- [Text block]
Fishizzle, I use worms but I'm looking to upgrade!
After getting to catch up with a lot of people at the show and talking to some new ones on saturday, My dad and I were talking about the different types of fisherman at the show. I figured this would be a good topic to get people to add on some categories on top of the ones my dad I came up with

1) The colorado ski bum fly fishing bro

----met a few of these types, usually steelhead guys, but also trout guys who have that kind of modern "fly fishing is an extreme sport" /simms catalogue kind of swag to them. Usually, they love talking about being cutting edge, something along the lines of " oh yea brah, we were throwing huge double bunnies in that back channel brah which no one ever does and we were just crushinnnn fish". In the same token, these guys usually are above average anglers and can be good to go to for info


2)the granola eating hiker with a flyrod in his pack

----->these are the people who just love everything outdoors, aren't necessarily super into flyfishing ,but like to pick apart a small stream as part of the daily agenda while putting in some miles in the woods. Typically, they could care less if the stream is filed with 4 inch trout, they just like the way trout look and the places they are found


3) The delusional fly fishing celebrity
-------> everyone met a few of these at the show. The guys who only hangout with fisherman/or fish 300 days a year and because they've published a book or two and have a recognizable name in a sport 99.9% of the population knows nothing about, that somehow makes them famous. Beyond being weird, usually these guys are the least fun to talk to as they tend to be 1-uppers and getting a word in is almost impossible. To these people, the somerset flyfishing show was the academy awards, except there was no T.V. coverage, and no one besides us gave a shit.


4) The psycho
---->my dad loves this one. You can spot them by the way get out of the car. They have that power walk to the stream, tie on flies in less than 10 seconds to maximize hookups per hr, and stare out onto the water looking for a rise with the same level of intensity a mother would stare through a crowd at the mall to find her lost child. Basically, Jim Harbaugh with a flyrod


5) The guy who loves fly-fishing but his wife has his balls in a jar
----->there are always those dudes that last season hooked their first big fish, had their annual 3-4 days on the water and pledge to make this season different as they really "Get into it". They actually want to, but that quickly turns into " I just dont have the time" come june when summer activities get going and the summer fun begins. Seriously though, who the hell would marry someone that allows them to only do something 3-4 days a year that they want to do? Even if you have kids, those little bastards can show a little appreciation and let you do what you want to do a minimum of 10 days a year. Set the standard early boys or forever be subjected to the bullshit described in #5

I have more, but I'll stop here to see what contributions we can get from the crowd
 
Forgot to add 1 more.

- [Data lines]
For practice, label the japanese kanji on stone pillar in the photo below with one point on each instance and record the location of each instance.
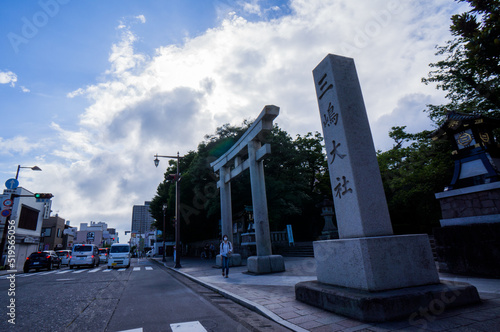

- [Objective]
Extend the forum post on the types of fly fishermen met at the show, picking up right after its last line.

- [Final answer]
#6 The business management degree lodge owner who pretends to like flyfishing

If you've been on a few fishing trips then you've undoubtedly realized there are fisherman lodges and there are hotels that happen to be near good fishing and market themselves as "fishing lodges". Walking up to some of the booths on saturday, I ran into a couple of these guys. Key tip offs that you are dealing with one are 1) they formally name fish species(Rainbow Trout, Brown Trout) rather than bows and brownies 2) They love to talk about the food/restaurant options available 3) they love turning immediately to the pamphlet because thats what business management people were taught to do 4) they get awkward when you ask about hatches and try to pass you off to a nearby guide to answer the question
 
#7 The Realist

The guy who knows what he's looking for, shows up and buys all the materials and other obscure items he can't find in any of his local shops, does a lap of the place, then bolts.
 
The minimalist? Only has one old rod they have had for ages no real gear other than a few fly boxes but does not give a shit about anything else but getting out on any water when ever life gives them time. Good weather or bad doesnt matter.
 
3) The delusional fly fishing celebrity
-------> everyone met a few of these at the show. The guys who only hangout with fisherman/or fish 300 days a year and because they've published a book or two and have a recognizable name in a sport 99.9% of the population knows nothing about, that somehow makes them famous. Beyond being weird, usually these guys are the least fun to talk to as they tend to be 1-uppers and getting a word in is almost impossible. To these people, the somerset flyfishing show was the academy awards, except there was no T.V. coverage, and no one besides us gave a shit.

Hmm.. I can only imagine which pompous ass came to your mind when you were writing this...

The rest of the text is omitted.